:: Records supplied ::
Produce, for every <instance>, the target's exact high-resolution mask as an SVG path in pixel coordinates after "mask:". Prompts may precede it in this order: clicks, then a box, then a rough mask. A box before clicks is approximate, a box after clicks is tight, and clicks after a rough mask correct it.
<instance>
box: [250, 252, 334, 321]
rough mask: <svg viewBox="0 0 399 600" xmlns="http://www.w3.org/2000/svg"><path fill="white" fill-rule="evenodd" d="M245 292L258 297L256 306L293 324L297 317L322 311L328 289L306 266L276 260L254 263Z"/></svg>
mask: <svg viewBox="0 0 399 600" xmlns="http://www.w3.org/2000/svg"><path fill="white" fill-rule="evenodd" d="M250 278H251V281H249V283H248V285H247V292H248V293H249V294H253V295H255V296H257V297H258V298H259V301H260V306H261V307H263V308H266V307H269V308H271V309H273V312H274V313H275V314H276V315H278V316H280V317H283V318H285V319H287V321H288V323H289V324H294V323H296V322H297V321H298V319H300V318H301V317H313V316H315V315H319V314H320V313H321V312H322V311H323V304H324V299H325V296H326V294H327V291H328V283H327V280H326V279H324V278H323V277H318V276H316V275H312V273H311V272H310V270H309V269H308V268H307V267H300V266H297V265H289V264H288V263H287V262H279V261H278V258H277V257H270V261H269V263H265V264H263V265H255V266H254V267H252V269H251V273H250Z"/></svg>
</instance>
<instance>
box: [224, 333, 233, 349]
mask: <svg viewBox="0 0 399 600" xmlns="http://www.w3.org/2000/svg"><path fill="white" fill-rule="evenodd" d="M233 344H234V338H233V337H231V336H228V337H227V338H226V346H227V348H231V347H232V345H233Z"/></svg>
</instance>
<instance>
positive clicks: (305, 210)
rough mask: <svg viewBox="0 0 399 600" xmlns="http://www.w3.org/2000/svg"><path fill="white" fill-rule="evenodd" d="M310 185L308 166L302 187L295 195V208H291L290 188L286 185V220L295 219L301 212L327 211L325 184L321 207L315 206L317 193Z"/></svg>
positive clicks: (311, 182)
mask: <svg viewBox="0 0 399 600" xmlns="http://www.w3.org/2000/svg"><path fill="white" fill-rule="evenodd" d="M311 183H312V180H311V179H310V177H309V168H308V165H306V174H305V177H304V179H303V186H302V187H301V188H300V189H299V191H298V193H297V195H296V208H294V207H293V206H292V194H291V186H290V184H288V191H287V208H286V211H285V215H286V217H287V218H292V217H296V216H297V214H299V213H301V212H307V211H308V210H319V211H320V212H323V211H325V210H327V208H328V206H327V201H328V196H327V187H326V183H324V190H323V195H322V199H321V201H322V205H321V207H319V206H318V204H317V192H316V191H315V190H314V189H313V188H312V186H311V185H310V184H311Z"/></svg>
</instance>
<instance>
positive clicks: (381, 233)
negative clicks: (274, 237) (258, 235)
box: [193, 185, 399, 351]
:::
- **Assignment**
Copy the lines above, replacing each "rough mask" with "coarse mask" and changing nothing else.

- **Solved exercise**
Produce, for every <instance>, the target's exact high-resolution mask as an SVG path in pixel coordinates after "mask:". Prompts may precede it in this order: clicks, then a box, then a coarse mask. A box before clicks is approximate, a box after clicks is tight, and clicks after a coarse mask correct it.
<instance>
box: [250, 252, 334, 321]
coarse mask: <svg viewBox="0 0 399 600" xmlns="http://www.w3.org/2000/svg"><path fill="white" fill-rule="evenodd" d="M245 292L258 297L256 306L293 324L297 317L322 311L328 289L306 266L276 260L254 263Z"/></svg>
mask: <svg viewBox="0 0 399 600" xmlns="http://www.w3.org/2000/svg"><path fill="white" fill-rule="evenodd" d="M250 278H251V281H249V283H248V285H247V292H248V293H249V294H253V295H255V296H257V297H258V298H259V301H260V306H261V307H263V308H266V307H269V308H271V309H273V312H274V313H275V314H276V315H278V316H280V317H283V318H285V319H287V321H288V323H289V324H294V323H296V322H297V321H298V319H300V318H301V317H313V316H315V315H319V314H320V313H321V312H322V311H323V304H324V299H325V296H326V294H327V291H328V283H327V280H326V279H324V278H323V277H318V276H316V275H312V273H311V272H310V270H309V269H308V268H307V267H300V266H297V265H289V264H288V263H287V262H279V261H278V258H277V257H270V261H269V263H265V264H263V265H255V266H254V267H252V269H251V273H250Z"/></svg>
</instance>
<instance>
box: [224, 333, 233, 349]
mask: <svg viewBox="0 0 399 600" xmlns="http://www.w3.org/2000/svg"><path fill="white" fill-rule="evenodd" d="M233 344H234V338H233V337H231V336H228V337H227V338H226V346H227V348H231V347H232V345H233Z"/></svg>
</instance>
<instance>
positive clicks: (305, 210)
coarse mask: <svg viewBox="0 0 399 600" xmlns="http://www.w3.org/2000/svg"><path fill="white" fill-rule="evenodd" d="M310 185L308 166L302 187L295 195V208H291L290 188L286 185V220L295 219L301 212L327 211L325 184L321 207L315 206L317 193Z"/></svg>
positive clicks: (311, 182)
mask: <svg viewBox="0 0 399 600" xmlns="http://www.w3.org/2000/svg"><path fill="white" fill-rule="evenodd" d="M311 183H312V180H311V179H310V177H309V168H308V165H306V174H305V177H304V179H303V186H302V187H301V188H300V189H299V191H298V193H297V195H296V208H294V207H293V206H292V194H291V186H290V184H288V191H287V208H286V211H285V215H286V217H287V218H292V217H296V216H297V214H299V213H301V212H307V211H308V210H319V211H320V212H323V211H325V210H327V208H328V206H327V201H328V196H327V187H326V183H324V190H323V195H322V199H321V201H322V205H321V207H319V206H318V204H317V192H316V191H315V190H314V189H313V188H312V186H311V185H310V184H311Z"/></svg>
</instance>
<instance>
positive clicks: (381, 233)
negative clicks: (274, 237) (258, 235)
box: [193, 185, 399, 351]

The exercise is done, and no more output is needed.